EXERCISE AIM: Print exactly the lines from the one containing "Consider the photo above. Spot each instance of the chain" through the last line of the records below, both included, and nothing else; omit any pictures.

RECORD LIST:

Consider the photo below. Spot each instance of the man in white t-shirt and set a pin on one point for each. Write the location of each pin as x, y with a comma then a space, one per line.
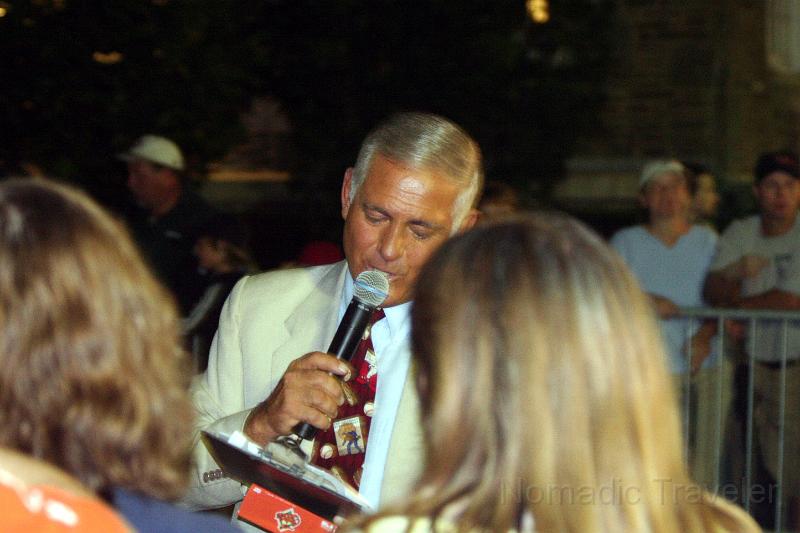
757, 266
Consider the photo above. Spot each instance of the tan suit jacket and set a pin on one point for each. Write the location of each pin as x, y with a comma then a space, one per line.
268, 321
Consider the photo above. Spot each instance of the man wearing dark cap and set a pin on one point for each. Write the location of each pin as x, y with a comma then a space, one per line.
757, 266
166, 226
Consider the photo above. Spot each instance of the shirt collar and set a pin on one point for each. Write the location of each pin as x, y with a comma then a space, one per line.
397, 316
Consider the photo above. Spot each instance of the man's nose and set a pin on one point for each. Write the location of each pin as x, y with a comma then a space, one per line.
392, 243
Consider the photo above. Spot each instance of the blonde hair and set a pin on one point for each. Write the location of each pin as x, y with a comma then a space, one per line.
92, 377
426, 141
544, 389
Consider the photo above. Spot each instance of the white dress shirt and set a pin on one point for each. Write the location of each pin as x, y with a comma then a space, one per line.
391, 342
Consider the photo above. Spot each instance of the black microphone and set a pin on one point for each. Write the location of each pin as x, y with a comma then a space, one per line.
369, 291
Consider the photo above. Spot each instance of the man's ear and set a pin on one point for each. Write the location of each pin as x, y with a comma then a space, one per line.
345, 195
470, 220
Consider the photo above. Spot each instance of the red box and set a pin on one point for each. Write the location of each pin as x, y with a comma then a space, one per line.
272, 513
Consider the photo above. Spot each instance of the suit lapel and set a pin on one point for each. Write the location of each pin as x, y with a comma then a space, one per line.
311, 326
406, 450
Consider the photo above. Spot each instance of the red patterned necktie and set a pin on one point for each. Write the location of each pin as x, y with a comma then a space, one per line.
342, 447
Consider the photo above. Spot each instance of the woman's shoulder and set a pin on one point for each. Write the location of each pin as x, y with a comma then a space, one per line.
148, 514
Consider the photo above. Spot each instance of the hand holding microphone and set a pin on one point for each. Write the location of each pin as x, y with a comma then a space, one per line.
370, 290
307, 390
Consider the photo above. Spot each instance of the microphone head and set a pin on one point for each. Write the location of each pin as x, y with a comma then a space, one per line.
371, 287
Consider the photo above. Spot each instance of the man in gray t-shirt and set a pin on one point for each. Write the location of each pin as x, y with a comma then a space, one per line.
757, 266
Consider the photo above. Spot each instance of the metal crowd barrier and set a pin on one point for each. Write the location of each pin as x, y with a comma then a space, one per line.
745, 492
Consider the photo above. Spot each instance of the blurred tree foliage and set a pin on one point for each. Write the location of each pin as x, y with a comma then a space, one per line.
524, 90
82, 79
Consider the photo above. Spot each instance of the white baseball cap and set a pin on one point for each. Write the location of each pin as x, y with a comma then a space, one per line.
659, 167
155, 149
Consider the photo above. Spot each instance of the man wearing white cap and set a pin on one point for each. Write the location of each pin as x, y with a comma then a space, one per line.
171, 216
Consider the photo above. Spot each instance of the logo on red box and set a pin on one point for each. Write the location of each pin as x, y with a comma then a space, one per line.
287, 520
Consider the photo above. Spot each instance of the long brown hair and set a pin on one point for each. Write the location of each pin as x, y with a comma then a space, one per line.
544, 390
92, 378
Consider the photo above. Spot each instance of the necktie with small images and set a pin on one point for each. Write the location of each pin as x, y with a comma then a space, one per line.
342, 447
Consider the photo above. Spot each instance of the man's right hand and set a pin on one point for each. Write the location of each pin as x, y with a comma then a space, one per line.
309, 391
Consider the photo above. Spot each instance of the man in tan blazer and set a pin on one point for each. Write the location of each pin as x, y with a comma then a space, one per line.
415, 183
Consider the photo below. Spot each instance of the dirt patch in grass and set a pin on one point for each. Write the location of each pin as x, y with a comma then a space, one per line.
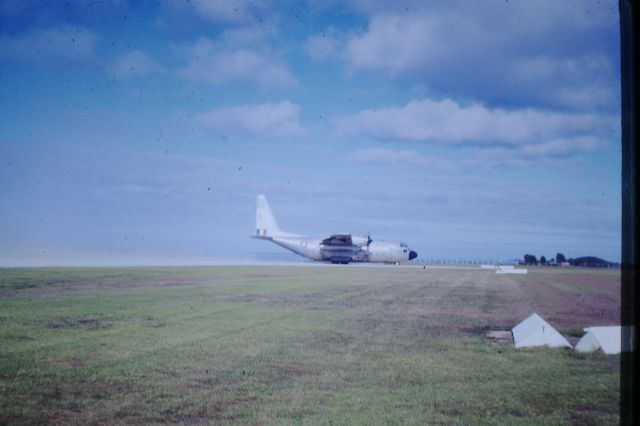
86, 323
590, 414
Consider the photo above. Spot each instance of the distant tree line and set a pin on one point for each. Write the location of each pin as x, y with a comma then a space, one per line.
561, 260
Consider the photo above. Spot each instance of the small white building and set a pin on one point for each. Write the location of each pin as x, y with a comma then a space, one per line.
534, 331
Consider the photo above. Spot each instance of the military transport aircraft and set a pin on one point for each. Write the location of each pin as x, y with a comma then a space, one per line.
338, 248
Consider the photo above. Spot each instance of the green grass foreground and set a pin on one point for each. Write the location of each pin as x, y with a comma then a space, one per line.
300, 345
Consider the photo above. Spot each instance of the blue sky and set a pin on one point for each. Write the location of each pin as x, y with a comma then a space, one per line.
139, 133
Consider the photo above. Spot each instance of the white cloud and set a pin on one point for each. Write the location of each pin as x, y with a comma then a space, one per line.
217, 64
450, 123
401, 158
64, 44
134, 64
267, 120
493, 51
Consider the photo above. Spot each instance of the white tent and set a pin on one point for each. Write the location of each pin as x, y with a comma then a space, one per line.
606, 338
534, 331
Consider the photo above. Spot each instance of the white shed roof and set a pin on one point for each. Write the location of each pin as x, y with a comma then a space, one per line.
534, 331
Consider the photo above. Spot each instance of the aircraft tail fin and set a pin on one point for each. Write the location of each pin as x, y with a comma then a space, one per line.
266, 225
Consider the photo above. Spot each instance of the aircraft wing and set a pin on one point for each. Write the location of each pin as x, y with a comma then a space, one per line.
338, 240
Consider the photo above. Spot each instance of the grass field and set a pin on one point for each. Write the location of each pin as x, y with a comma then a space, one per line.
292, 345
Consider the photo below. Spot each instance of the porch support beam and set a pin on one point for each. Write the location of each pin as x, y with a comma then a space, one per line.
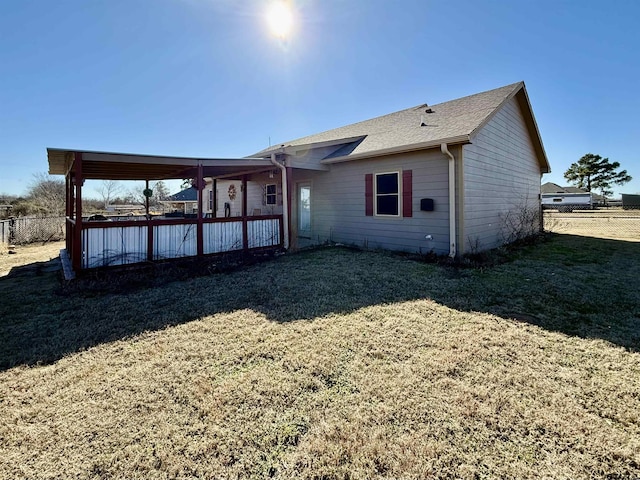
289, 180
245, 229
76, 256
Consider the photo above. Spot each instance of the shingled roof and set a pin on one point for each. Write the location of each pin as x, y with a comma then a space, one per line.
455, 121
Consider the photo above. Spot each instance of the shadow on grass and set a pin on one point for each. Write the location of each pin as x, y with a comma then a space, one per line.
579, 286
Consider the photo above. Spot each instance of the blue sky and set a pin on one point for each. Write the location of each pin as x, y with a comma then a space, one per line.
206, 77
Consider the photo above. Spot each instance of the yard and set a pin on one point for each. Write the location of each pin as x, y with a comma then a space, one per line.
328, 364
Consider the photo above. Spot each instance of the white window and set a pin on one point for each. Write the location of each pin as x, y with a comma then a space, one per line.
271, 194
387, 194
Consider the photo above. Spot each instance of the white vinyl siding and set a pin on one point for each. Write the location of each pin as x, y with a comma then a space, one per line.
338, 204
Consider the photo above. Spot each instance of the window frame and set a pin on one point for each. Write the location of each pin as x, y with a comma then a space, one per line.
398, 194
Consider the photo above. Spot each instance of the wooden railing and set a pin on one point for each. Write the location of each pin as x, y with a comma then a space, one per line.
108, 243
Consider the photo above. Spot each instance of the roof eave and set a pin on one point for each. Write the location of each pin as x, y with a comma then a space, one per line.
458, 140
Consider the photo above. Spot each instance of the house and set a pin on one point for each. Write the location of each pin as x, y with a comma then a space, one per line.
450, 178
568, 198
447, 178
565, 199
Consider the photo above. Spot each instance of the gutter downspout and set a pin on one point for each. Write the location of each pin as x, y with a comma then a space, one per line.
452, 199
285, 200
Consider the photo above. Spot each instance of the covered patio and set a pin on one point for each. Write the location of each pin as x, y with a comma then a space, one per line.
106, 243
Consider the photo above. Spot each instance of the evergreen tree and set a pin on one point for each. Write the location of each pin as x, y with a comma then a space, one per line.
592, 172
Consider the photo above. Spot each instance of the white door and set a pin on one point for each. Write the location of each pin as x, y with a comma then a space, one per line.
304, 210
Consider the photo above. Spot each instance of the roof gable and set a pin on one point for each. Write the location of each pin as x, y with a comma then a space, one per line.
423, 126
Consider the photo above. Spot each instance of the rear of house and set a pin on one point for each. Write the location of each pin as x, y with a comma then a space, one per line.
456, 177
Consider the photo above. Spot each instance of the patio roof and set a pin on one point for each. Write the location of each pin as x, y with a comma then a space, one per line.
126, 166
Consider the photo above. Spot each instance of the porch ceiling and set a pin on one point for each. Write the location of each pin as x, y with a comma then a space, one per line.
124, 166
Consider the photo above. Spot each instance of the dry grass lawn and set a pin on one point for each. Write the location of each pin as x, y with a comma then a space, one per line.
328, 364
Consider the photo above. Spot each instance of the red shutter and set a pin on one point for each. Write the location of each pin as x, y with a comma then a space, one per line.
407, 193
368, 194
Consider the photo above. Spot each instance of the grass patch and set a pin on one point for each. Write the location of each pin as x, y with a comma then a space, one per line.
330, 364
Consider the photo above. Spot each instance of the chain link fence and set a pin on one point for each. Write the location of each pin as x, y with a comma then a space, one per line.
22, 230
614, 224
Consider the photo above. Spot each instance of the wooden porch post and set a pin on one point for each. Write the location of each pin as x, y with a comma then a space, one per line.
200, 224
214, 206
245, 230
76, 257
67, 211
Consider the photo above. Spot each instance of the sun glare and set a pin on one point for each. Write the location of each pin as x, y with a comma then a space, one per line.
280, 19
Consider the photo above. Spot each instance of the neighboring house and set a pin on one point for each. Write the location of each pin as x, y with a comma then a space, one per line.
442, 178
184, 202
630, 202
460, 176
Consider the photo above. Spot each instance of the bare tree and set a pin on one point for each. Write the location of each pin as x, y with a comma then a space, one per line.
109, 190
47, 195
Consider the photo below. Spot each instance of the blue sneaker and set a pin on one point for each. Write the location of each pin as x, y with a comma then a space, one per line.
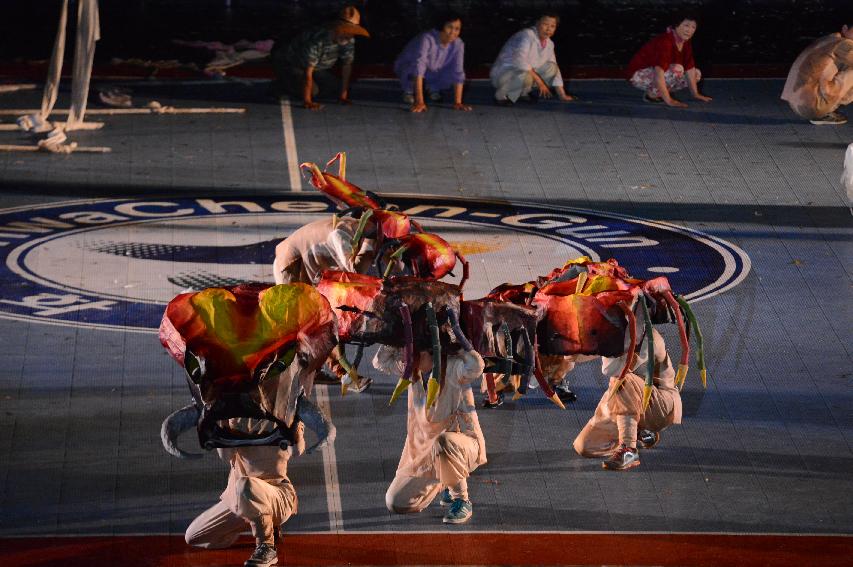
445, 499
459, 513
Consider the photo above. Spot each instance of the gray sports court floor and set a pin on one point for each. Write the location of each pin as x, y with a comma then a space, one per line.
766, 449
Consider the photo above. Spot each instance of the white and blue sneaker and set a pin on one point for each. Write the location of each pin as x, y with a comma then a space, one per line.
264, 556
459, 513
445, 499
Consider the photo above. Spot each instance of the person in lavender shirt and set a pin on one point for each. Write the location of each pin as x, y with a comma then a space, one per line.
527, 60
433, 61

EXERCISE RESPONSE:
Consider the photo above. Spot each instance of the chain link fence and set a pin on one point for each. Write the location of each pin as x, y with a comma then a space, one per line.
22, 230
614, 224
Consider the photo above. Spot each instance of the wooden porch post and set a pin on one point for each. Write the location of each pin as x, y with a comma then a space, one per line.
200, 224
214, 206
245, 230
76, 257
67, 211
Consider the photo above. Spot each instance of the sun glare and set a pin on one point for each. Write the location of each pin as x, y with a comma then a space, one per line.
280, 19
Consider the photo above. Spot each instance of the neighboring house and set a pin on one point for each. Write the location of each pin as x, y with a comma then a space, one per line.
442, 178
184, 202
630, 202
460, 176
Consider the photo above. Spot each instance of the bare tree and set a pin on one point for each. Write the location of each pin as x, y with a comma then a space, one per line.
109, 190
47, 195
Consider the photo below. Spot each instance of the blue sneaker and set a pin on one point for each. Write the location of each pin as x, y with a comma then a space, one per line.
445, 499
459, 513
Consider the photo above. Spot each instance of the gray sports court floor and set a pin on one point for each. Write the location of each pin as x, y with a comma then a space, one per line.
766, 449
Consider the photo above. Spot each instance of the white and blue sneaker and set a pin on one point for each. Write the location of each pin as x, y with a comma then a space, one per line.
264, 556
459, 513
445, 499
Consider the photo above. Spot each instance of the person in lavender shirt and set a pin on one point for each. Write the location of each pin as x, y with a comma then a space, one per line.
527, 60
433, 61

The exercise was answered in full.